Н.Н. Евреинов при этом начинает искать определенные закономерности, позволяющие сочетать эти разнородные семиотические языки. Он отмечает: "Чем меньше пользуется актер предметами "внешнего маскарада", тем создаваемый им театр должен быть кинетичнее. В сплошной маске и в непроницаемой мантии исключается прямая необходимость движения, так как нет нужды на мас-
179
ку надевать еще маску! Сценическое же движение не что иное, как создание маски sui generis!" [102, с. 32-33].
Для успешного осуществления коммуникации - в данном случае театральной — он требует соответствия ее контексту. "Когда меня однажды попросили назвать лучших декораторов в мире, я ответил: это я сам и моя верная помощница - "госпожа Темнота" [102, с. 119]. В случае темноты работает фантазия, но также возможен и реальный подбор необходимого контекста.
"Страшные рассказы только тогда вполне действительны для слушателя, когда последний обретается в условиях, близких к описываемым рассказчиком" [102, с. 121].
Аналогично требуется соответствие типажу говорящего (адресанта): "Взять и загримироваться каким-то "неизвестным господином" подозрительной наружности. Эдак "психологически" загримироваться, - я хочу сказать: в максимальной корреспонденции с вашим нервным тонусом. Ну и одеться соответственно. Недурно использовать дымчатое пенсне или очки, чтобы и так уже загримированные глаза еще чуждее казались" [102, с. 134]. Здесь так и хочется изменить "психологически" загримироваться" на "семиотически" загримироваться".

Данные -
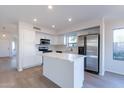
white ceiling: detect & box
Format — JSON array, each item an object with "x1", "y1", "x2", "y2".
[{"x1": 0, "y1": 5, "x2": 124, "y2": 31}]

Задание -
Напишите, пожалуйста, продолжение текста о театральных идеях Н.Н. Евреинова, начиная сразу после его последнего предложения.

Ответ -
И вот мы вышли на основную тему Н.Н.Евреинова — на театральность. Он увидел театр во всей жизни человека. Например, есть уличные роли:
"Я вижу всех подчиненными одному канону моды, двигающимися на определенной стороне, будь то ребенок-школьник или тройка лошадей, управляемых седобородым кучером; я вижу прохожих, метельщиков улиц, каменщиков, газетчиков, городовых, вожатых трамваев, — всех преисполненных сознанием своей уличной роли и, в плане принятой на себя уличной роли, являющих вкупе маску самой Улицы данного квартала в такой-то час такого-то времени года" [102, с. 101].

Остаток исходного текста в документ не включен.